Selected excerpt
On the bright side Hansen recently retired from NASA so we are no longer directly paying his salary.
(James Hansen via CNN) — Science has brought us incredible gifts: life-saving vaccines and clean water, air travel and instant communication.
Modern life is built upon the knowledge that the scientific community has gathered and that society — markets, governments, workers — put to use. We have our ancestors to thank.
But will our descendants thank us? Have we put to good use the knowledge we are gaining today to help those who will come after us?
That question is now before one of the highest courts of the United States. As a scientist who has spent the past half-century documenting how mankind is fundamentally altering our climate, I fear that unless the courts understand the threat and require the government to produce a plan of action, the answer of history could be damning.

Questions to answer
1. Reproduce the text about science and the climate court case, starting at "On the bright" and ending at "could be damning.".
2. In the text about science and the climate court case, how long has the writer spent documenting how mankind is altering the climate?
3. Extend the text about science and the climate court case, picking up after its final sentence.

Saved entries
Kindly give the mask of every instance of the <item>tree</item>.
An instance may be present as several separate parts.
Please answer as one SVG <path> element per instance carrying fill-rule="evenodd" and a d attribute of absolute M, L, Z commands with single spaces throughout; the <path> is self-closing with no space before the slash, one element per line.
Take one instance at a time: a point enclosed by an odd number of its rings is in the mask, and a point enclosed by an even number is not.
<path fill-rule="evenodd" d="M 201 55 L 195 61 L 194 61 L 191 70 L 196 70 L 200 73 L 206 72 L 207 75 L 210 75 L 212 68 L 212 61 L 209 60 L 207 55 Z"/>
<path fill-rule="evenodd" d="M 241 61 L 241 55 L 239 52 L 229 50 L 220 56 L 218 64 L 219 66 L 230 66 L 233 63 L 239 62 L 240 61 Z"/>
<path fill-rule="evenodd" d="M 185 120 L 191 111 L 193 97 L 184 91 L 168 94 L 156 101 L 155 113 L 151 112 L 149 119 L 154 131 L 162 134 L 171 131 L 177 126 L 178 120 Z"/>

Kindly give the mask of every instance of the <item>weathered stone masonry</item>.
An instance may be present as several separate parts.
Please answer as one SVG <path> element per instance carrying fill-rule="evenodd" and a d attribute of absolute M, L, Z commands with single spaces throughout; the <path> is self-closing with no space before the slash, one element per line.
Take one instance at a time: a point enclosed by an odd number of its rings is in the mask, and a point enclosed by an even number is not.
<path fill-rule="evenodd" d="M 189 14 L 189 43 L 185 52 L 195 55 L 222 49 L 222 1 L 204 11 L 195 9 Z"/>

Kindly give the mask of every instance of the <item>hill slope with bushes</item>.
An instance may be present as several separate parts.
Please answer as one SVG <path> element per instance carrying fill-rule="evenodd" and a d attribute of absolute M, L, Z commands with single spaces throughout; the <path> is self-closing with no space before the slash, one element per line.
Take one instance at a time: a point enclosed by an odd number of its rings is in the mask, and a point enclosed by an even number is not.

Answers to the exercises
1.
On the bright side Hansen recently retired from NASA so we are no longer directly paying his salary.
(James Hansen via CNN) — Science has brought us incredible gifts: life-saving vaccines and clean water, air travel and instant communication.
Modern life is built upon the knowledge that the scientific community has gathered and that society — markets, governments, workers — put to use. We have our ancestors to thank.
But will our descendants thank us? Have we put to good use the knowledge we are gaining today to help those who will come after us?
That question is now before one of the highest courts of the United States. As a scientist who has spent the past half-century documenting how mankind is fundamentally altering our climate, I fear that unless the courts understand the threat and require the government to produce a plan of action, the answer of history could be damning.

2. The past half-century.

3.
In a new study, I and my co-authors make indisputably clear what the world’s scientists have increasingly warned: Our climate is changing, and the impacts are growing. The changes harm humans and threaten other life on the planet.
Our study, published in the prestigious peer-reviewed science journal PLOS-ONE, was written in support of a lawsuit against the federal government. The plaintiffs are young people, those to whom we are handing an increasingly warmer and destabilized planet.
They argue that they have a constitutional right to a safe climate, that they have a right to receive from us a planet that supports all life, just as our forebears gave us. It is correctly a legal argument, but it relates to a fundamental moral question.